[start of Entries provided]

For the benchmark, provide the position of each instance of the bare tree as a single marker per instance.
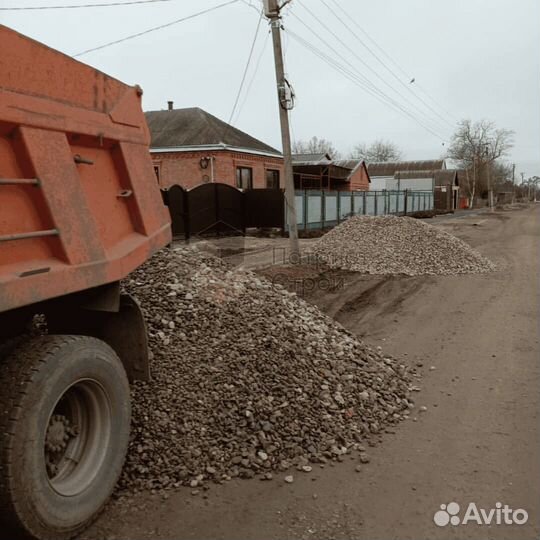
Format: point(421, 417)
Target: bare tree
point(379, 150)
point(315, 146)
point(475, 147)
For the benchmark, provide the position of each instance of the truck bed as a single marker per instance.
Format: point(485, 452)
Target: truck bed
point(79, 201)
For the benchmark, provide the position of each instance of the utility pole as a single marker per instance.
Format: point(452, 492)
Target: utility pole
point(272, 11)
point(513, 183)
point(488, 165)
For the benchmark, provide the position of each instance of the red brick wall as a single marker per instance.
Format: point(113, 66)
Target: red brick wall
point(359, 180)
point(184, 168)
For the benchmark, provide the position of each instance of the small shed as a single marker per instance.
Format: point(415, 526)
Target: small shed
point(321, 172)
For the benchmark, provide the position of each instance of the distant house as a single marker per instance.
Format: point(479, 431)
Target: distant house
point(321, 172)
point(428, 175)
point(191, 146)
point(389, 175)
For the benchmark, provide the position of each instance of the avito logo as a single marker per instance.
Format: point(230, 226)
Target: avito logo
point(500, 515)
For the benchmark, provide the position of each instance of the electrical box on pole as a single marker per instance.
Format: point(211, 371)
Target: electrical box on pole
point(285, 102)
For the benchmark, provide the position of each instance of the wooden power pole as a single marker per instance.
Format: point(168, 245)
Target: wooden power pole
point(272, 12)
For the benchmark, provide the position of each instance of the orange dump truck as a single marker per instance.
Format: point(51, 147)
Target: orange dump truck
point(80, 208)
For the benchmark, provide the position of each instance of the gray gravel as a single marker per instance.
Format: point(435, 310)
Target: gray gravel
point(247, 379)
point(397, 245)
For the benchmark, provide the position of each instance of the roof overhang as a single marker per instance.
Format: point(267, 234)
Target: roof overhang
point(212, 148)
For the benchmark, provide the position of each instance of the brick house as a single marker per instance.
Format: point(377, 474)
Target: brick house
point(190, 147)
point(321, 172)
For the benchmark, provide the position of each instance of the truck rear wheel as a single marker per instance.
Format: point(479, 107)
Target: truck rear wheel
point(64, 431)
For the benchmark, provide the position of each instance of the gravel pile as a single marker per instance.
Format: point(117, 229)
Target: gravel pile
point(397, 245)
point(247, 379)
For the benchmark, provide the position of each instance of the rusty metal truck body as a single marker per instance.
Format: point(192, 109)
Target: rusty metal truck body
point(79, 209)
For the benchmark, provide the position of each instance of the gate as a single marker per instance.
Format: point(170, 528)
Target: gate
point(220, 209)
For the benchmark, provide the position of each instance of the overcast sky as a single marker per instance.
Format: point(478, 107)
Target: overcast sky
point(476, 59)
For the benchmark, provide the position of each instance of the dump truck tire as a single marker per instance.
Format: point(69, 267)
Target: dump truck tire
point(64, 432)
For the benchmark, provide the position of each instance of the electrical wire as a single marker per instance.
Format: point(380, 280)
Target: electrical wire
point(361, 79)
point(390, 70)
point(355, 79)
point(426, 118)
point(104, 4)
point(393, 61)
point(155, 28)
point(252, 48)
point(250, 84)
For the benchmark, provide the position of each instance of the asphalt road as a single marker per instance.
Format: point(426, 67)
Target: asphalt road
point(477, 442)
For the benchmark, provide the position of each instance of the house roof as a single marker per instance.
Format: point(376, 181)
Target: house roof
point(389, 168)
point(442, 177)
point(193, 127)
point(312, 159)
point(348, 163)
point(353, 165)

[end of Entries provided]

What is expected
Rescale the lines starting with the line containing "sky as a single marker per instance." and continuing through the line containing "point(250, 84)", and reproduce all of these lines, requests included. Multiply each point coordinate in the answers by 0.4 and round it to a whole number, with halves rounded up. Leave the requests and their format samples unchanged.

Solution below
For the benchmark, provide the position of each instance of the overcast sky as a single marker per instance.
Format: point(478, 107)
Target: overcast sky
point(190, 24)
For the benchmark, provide the position of each instance of the dump truck tire as a single marker per instance.
Format: point(69, 267)
Target: dump truck tire
point(26, 173)
For the benchmark, provide the position of each instance of the electrical wire as a single marker per instance.
Format: point(380, 280)
Target: electrical wire
point(144, 32)
point(156, 28)
point(142, 32)
point(170, 47)
point(42, 2)
point(157, 24)
point(62, 11)
point(101, 19)
point(100, 34)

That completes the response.